#### [Brief]
Scale the data from the line with "[trace] every instance of the forest floor" to the line with "358), (541, 230)]]", including both of those lines, by repeating every line with its request unchanged and multiplying each coordinate in the answers by 2.6, rounding to the nearest whole number with halves rounded up.

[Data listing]

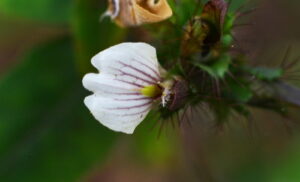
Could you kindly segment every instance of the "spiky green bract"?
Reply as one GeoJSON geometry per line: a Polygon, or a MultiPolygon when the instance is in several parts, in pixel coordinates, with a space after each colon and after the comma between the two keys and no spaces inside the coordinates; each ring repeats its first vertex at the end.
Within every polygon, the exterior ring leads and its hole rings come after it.
{"type": "Polygon", "coordinates": [[[234,113],[250,117],[252,107],[287,116],[290,104],[300,105],[293,99],[300,91],[279,84],[282,68],[251,66],[243,52],[232,54],[237,16],[228,11],[225,1],[210,0],[202,4],[179,0],[172,2],[172,7],[174,16],[170,21],[148,30],[156,40],[167,77],[180,76],[185,80],[188,94],[185,99],[171,98],[171,103],[179,102],[176,110],[159,109],[162,118],[173,118],[186,108],[201,104],[221,124],[234,113]],[[285,96],[287,90],[293,91],[292,97],[285,96]]]}

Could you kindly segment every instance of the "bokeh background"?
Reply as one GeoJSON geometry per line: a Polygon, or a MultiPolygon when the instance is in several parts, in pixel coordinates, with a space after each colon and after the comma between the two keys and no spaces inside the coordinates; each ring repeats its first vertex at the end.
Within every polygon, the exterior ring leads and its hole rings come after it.
{"type": "MultiPolygon", "coordinates": [[[[258,10],[234,32],[251,63],[276,66],[287,49],[286,59],[297,59],[299,2],[232,0],[230,10],[245,3],[258,10]]],[[[202,109],[162,132],[150,115],[130,136],[94,120],[81,84],[95,71],[90,58],[145,39],[143,28],[100,22],[106,6],[106,0],[0,0],[0,181],[300,181],[299,110],[282,118],[253,109],[251,123],[232,116],[220,128],[202,109]]]]}

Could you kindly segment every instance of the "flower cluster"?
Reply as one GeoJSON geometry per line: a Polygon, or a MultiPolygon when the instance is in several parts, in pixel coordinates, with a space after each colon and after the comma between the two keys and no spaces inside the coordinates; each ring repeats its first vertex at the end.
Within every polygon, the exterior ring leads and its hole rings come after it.
{"type": "MultiPolygon", "coordinates": [[[[121,27],[171,20],[148,34],[160,36],[162,66],[147,43],[121,43],[92,58],[99,73],[84,76],[84,87],[93,92],[84,103],[100,123],[131,134],[154,108],[165,119],[205,103],[224,123],[232,112],[249,118],[248,107],[286,116],[287,106],[300,105],[299,89],[282,80],[281,68],[253,67],[243,53],[232,54],[239,12],[228,12],[224,0],[194,3],[194,14],[171,17],[166,0],[109,0],[104,15],[121,27]]],[[[184,12],[184,3],[176,7],[184,12]]]]}

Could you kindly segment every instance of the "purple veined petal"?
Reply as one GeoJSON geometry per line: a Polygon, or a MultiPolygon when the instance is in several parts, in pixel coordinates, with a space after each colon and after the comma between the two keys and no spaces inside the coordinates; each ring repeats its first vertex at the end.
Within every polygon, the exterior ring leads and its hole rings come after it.
{"type": "Polygon", "coordinates": [[[122,70],[150,81],[160,80],[156,50],[145,43],[122,43],[110,47],[94,56],[92,64],[102,73],[115,75],[119,74],[117,70],[122,70]]]}
{"type": "MultiPolygon", "coordinates": [[[[129,81],[127,81],[129,82],[129,81]]],[[[140,87],[119,81],[107,74],[89,73],[82,80],[83,86],[98,95],[106,97],[131,98],[141,96],[140,87]]]]}
{"type": "Polygon", "coordinates": [[[150,111],[153,99],[141,89],[161,81],[154,47],[145,43],[122,43],[92,58],[100,73],[84,76],[83,86],[94,94],[84,103],[104,126],[132,133],[150,111]]]}
{"type": "Polygon", "coordinates": [[[151,109],[151,102],[145,100],[119,101],[101,95],[85,98],[85,105],[93,116],[111,130],[132,134],[151,109]]]}

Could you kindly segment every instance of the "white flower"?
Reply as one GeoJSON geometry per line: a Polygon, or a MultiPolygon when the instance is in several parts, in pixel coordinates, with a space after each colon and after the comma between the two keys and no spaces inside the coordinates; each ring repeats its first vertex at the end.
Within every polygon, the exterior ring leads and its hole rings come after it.
{"type": "Polygon", "coordinates": [[[93,57],[92,64],[100,73],[84,76],[84,87],[94,93],[84,103],[114,131],[133,133],[154,101],[165,98],[156,50],[146,43],[110,47],[93,57]]]}

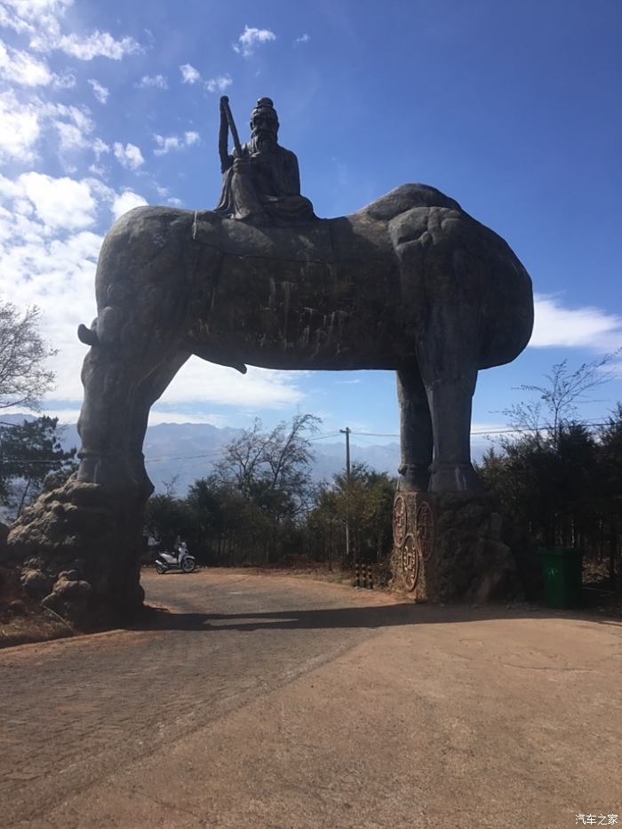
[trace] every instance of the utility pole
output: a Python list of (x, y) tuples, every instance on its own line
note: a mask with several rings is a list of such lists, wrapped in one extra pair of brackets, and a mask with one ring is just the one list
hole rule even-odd
[[(350, 554), (350, 432), (349, 426), (339, 429), (346, 435), (346, 561)], [(356, 550), (354, 553), (352, 566), (356, 566)]]

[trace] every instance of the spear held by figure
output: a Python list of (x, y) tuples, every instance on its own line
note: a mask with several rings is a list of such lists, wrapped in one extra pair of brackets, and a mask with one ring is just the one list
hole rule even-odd
[(229, 99), (227, 97), (227, 95), (223, 95), (220, 99), (220, 132), (219, 135), (220, 172), (225, 172), (231, 166), (227, 143), (229, 131), (231, 131), (231, 138), (234, 141), (234, 147), (235, 147), (237, 157), (242, 158), (242, 146), (240, 145), (240, 138), (237, 134), (235, 122), (233, 119), (231, 109), (229, 108)]

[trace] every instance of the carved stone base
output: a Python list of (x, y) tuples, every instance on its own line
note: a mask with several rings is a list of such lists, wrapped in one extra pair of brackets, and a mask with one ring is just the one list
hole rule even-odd
[(69, 479), (44, 492), (11, 529), (3, 561), (26, 593), (85, 629), (142, 605), (143, 499)]
[(485, 495), (397, 492), (392, 586), (418, 601), (490, 602), (522, 596), (501, 516)]

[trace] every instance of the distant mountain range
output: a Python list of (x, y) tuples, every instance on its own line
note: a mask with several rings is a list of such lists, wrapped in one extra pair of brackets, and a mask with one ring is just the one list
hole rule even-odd
[[(21, 423), (24, 415), (2, 415), (4, 422)], [(32, 419), (28, 417), (28, 419)], [(65, 426), (61, 436), (63, 448), (80, 446), (75, 424)], [(164, 491), (166, 483), (174, 480), (178, 496), (186, 494), (197, 478), (210, 474), (225, 446), (237, 437), (242, 429), (219, 428), (207, 423), (162, 423), (149, 426), (145, 437), (144, 452), (147, 471), (156, 492)], [(363, 461), (379, 472), (397, 474), (400, 448), (397, 442), (387, 445), (362, 446), (350, 439), (352, 463)], [(312, 472), (315, 481), (331, 481), (346, 466), (345, 440), (327, 442), (314, 440), (315, 461)]]

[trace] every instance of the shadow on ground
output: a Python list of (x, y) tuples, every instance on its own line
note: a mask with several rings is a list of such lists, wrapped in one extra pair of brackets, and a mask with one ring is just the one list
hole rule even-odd
[(146, 608), (132, 630), (195, 630), (205, 633), (261, 629), (297, 630), (325, 628), (379, 628), (411, 625), (451, 624), (519, 618), (570, 618), (613, 625), (619, 618), (581, 611), (552, 611), (541, 608), (487, 605), (396, 604), (389, 607), (330, 608), (313, 610), (279, 610), (269, 613), (179, 613), (164, 608)]

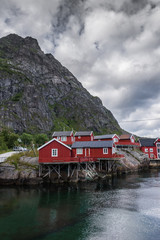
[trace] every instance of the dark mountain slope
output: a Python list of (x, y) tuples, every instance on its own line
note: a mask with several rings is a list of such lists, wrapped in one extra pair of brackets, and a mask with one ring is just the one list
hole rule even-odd
[(37, 40), (10, 34), (0, 39), (0, 126), (18, 132), (93, 130), (121, 132), (98, 97)]

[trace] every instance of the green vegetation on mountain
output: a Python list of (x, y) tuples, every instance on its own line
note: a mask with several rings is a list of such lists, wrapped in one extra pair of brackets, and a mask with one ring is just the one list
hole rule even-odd
[(10, 34), (0, 39), (0, 127), (22, 134), (54, 130), (122, 133), (98, 97), (37, 40)]

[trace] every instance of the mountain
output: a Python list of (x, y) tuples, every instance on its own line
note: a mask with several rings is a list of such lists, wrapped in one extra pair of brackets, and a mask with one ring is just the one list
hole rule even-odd
[(10, 34), (0, 39), (0, 126), (16, 132), (93, 130), (121, 133), (98, 97), (36, 39)]

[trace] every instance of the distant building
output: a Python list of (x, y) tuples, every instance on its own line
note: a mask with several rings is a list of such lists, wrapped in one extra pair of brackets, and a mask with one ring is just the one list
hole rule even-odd
[(160, 159), (160, 139), (140, 138), (140, 150), (150, 159)]
[(73, 131), (54, 132), (52, 137), (67, 145), (72, 145), (72, 143), (74, 142)]
[(94, 136), (94, 141), (113, 141), (115, 144), (119, 143), (119, 137), (117, 134), (106, 134)]
[(93, 141), (94, 136), (92, 131), (81, 131), (75, 133), (75, 142)]

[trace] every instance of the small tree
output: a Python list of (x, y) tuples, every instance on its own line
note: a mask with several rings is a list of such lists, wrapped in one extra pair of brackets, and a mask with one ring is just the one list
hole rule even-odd
[(36, 143), (38, 146), (41, 146), (41, 145), (43, 145), (45, 142), (48, 142), (49, 139), (48, 139), (48, 137), (47, 137), (46, 134), (40, 133), (40, 134), (35, 135), (34, 140), (35, 140), (35, 143)]
[(23, 143), (24, 145), (29, 146), (29, 145), (31, 144), (32, 140), (33, 140), (33, 137), (32, 137), (31, 134), (23, 133), (23, 134), (21, 135), (21, 140), (22, 140), (22, 143)]

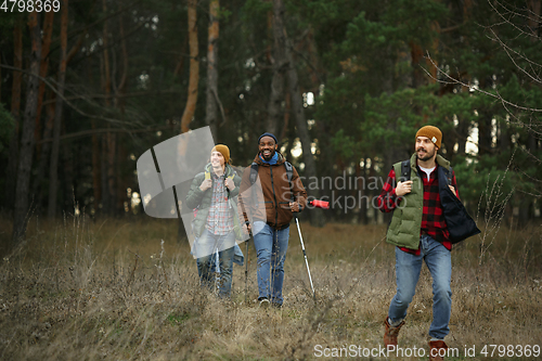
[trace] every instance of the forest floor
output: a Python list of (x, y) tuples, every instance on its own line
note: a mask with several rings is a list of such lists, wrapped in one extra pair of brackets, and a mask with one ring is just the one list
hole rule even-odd
[[(3, 242), (10, 227), (0, 219)], [(245, 267), (234, 266), (231, 300), (220, 300), (199, 288), (175, 221), (34, 218), (27, 241), (0, 260), (0, 359), (427, 360), (427, 268), (401, 349), (384, 353), (383, 320), (396, 286), (386, 227), (301, 223), (301, 230), (317, 301), (292, 224), (284, 306), (260, 309), (253, 244), (247, 294)], [(487, 227), (454, 247), (448, 360), (540, 358), (541, 230)]]

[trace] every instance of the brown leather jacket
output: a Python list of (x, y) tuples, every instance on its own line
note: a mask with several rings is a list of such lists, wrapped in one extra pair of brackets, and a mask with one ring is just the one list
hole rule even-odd
[(254, 162), (258, 164), (258, 178), (254, 188), (250, 184), (250, 167), (245, 168), (241, 180), (238, 204), (240, 215), (243, 212), (245, 221), (250, 221), (250, 223), (263, 221), (276, 230), (282, 230), (294, 218), (294, 212), (289, 208), (292, 192), (301, 211), (307, 205), (307, 191), (295, 167), (293, 167), (291, 191), (284, 166), (286, 158), (281, 153), (276, 153), (279, 160), (272, 166), (264, 164), (259, 154), (256, 155)]

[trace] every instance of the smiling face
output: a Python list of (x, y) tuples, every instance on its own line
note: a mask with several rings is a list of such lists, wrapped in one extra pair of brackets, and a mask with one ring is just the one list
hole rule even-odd
[(225, 159), (224, 159), (224, 156), (222, 155), (222, 153), (216, 152), (216, 151), (211, 152), (210, 153), (210, 164), (211, 164), (212, 168), (224, 169)]
[(437, 145), (427, 137), (416, 138), (416, 156), (422, 162), (427, 162), (437, 156)]
[(271, 137), (262, 137), (260, 139), (260, 143), (258, 144), (261, 157), (268, 162), (271, 160), (278, 147), (279, 145)]

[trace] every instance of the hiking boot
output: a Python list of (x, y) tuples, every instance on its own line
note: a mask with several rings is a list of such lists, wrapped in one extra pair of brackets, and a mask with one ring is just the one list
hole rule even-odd
[(404, 321), (401, 321), (399, 325), (392, 327), (388, 322), (388, 317), (386, 317), (384, 321), (384, 326), (386, 327), (384, 331), (384, 346), (386, 346), (386, 348), (390, 345), (397, 346), (397, 335), (399, 335), (399, 330), (401, 330)]
[(262, 298), (258, 298), (258, 300), (260, 301), (260, 305), (259, 305), (259, 308), (262, 308), (264, 310), (267, 310), (269, 308), (269, 299), (267, 299), (266, 297), (262, 297)]
[(444, 360), (446, 352), (441, 350), (448, 350), (448, 345), (442, 339), (430, 340), (429, 341), (429, 361), (442, 361)]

#### [Exercise output]
[trace] every instance of the forest floor
output: a Python list of (x, y) tuples, every instance on its own line
note: a mask with several rings is a list of such lists, wrapped in one extra pair of brackets, and a mask with one ring is just the one list
hole rule even-odd
[[(8, 629), (26, 590), (0, 569)], [(637, 694), (608, 692), (601, 780), (572, 780), (517, 749), (455, 575), (88, 567), (70, 627), (0, 676), (0, 933), (1110, 936), (1110, 697), (1043, 907), (998, 918), (996, 832), (1030, 744), (1004, 590), (783, 580), (783, 598), (824, 783), (759, 582), (738, 796), (676, 803), (658, 634), (642, 764)], [(1266, 590), (1180, 642), (1165, 936), (1404, 931), (1407, 598)]]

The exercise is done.